A dismissal or resignation seems a strong possibility this week.
The Harris Interactive poll also tested Valls as a candidate but he did not have better results, reachin only 9% and fifth place as Hollande.
And of course Macron has already asked Bayrou to join him. He might just do it but I'm not sure it would bring many more votes to Macron.
http://www.richmond.com/opinion/our-opinion/bart-hinkle/article_9035dbef-a567-5438-9600-6a01fa510654.html
In particular, I like the idea of the ideological Turing Test:
The prescription for the ailment is the “Ideological Turing Test,” invented by Bryan Caplan, an economist at George Mason University. It’s simple enough: If you truly understand your political adversary, then you should be able to write an essay explicating his or her point of view well enough that a neutral judge cannot tell the difference.
Agreed with Breitbart. France has already its own far-right websites that are doing really well (fdesouche, riposte laique, boulevard voltaire...). I'm not sure what Breitbart would bring to the Front National, especially as Ms Le Pen's fans are usually violently anti-US.
The funny thing is that the Hysterical Left-wing attacks this week against Fillon seems to have only weakened Le Pen by proving that Fillon is also an enemy of the leftist inquisitors who consider their right to choose for everyone else.
The most blatant example is that in 2011 not a single right-wing journalist or politician called right-wing electors to go and rig the socialist open primary.

···

## DIRECTION A
Which French far-right websites are named in the comments on French politics?
## DIRECTION B
Resume the comments on French politics, starting right after their last sentence.
The records below come from a separate source and are unrelated to the comments on French politics.

## SUPPLIED ENTRIES
···

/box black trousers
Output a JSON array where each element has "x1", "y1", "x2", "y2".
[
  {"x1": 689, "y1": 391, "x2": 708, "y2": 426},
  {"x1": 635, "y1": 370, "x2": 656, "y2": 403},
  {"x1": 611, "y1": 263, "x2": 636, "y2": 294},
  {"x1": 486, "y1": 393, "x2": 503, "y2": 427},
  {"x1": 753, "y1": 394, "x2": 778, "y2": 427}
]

···

## EXERCISE RESULT A
fdesouche, riposte laique, boulevard voltaire

## EXERCISE RESULT B
This time all the left-wing press (Le Monde, Liberation, L'Obs, Inrocks, Challenges, and of course the public radio and tv channels) and many politicians (even socialist MPs and ministers) openly called left-wing electors to designate the only right-wing candidate deemed suitable by them (Juppe).
The funny thing is that it backfired spectacularly. Of course without left-wing voters Juppe would have barely reached 20% of the vote, but helping him to reach 35 did not accomplish anything. Except that each voter paid 2 euros and Fillon will start with a nice war chest thanks in part to these socialists with a very cunning plan...
I'd give him a 15% chance of making the final two, with him losing to Fillon, but beating Le Pen
He had also a very poor campaign team. Worse, he let P. Stefanini, his right-hand man for decades, go work for Fillon. Stefanini was already a legend since he engineered the campaign of Chirac in 1995 (taking him from 15% in the poll to the presidency by running as a quasi-left wing insurgent) and lots of supposedly unwinnable campaigns at regional or municipal level.
As Fillon's campaign director he managed a strong and efficient network, with hundreds of local meetings and millions of pieces of campaign literature in target areas. In many strongly right-wing areas, the only campaign literature received was from Fillon. It worked very well as a support to his debating performances, especially with pensioners (who represented a large part of the selectorate).
Juppe had a very small team, relying mainly on national media appearances and on enthusiatic but very inexperienced young supporters. They were proven to be extremely complacent.
Sarkozy did not have the same ground game but thought he could rely on old barons to deliver "their" votes in right-wing areas. It completely failed, even in his own former constituency.
*) Fight with another UKIP MEP.
*) Was never really leader.
*) Turns out to be an immigrant.
*) Turns out to be sane.
*) Is really Nigel Farage in a mask.
By the way, those on this site who think that Breitbart might come out in support of Le Pen seem to have lost sight of the ethnic background of the man who founded and those who own/run this news website; the FN would be an anathema to them, unlike Trump (or UKIP).
According to this Fillon is a socially conservative, catholic, Gauillist who now thinks Maggie Thatcher had a point and the State needs to be cut back. He sounds somewhat conflicted.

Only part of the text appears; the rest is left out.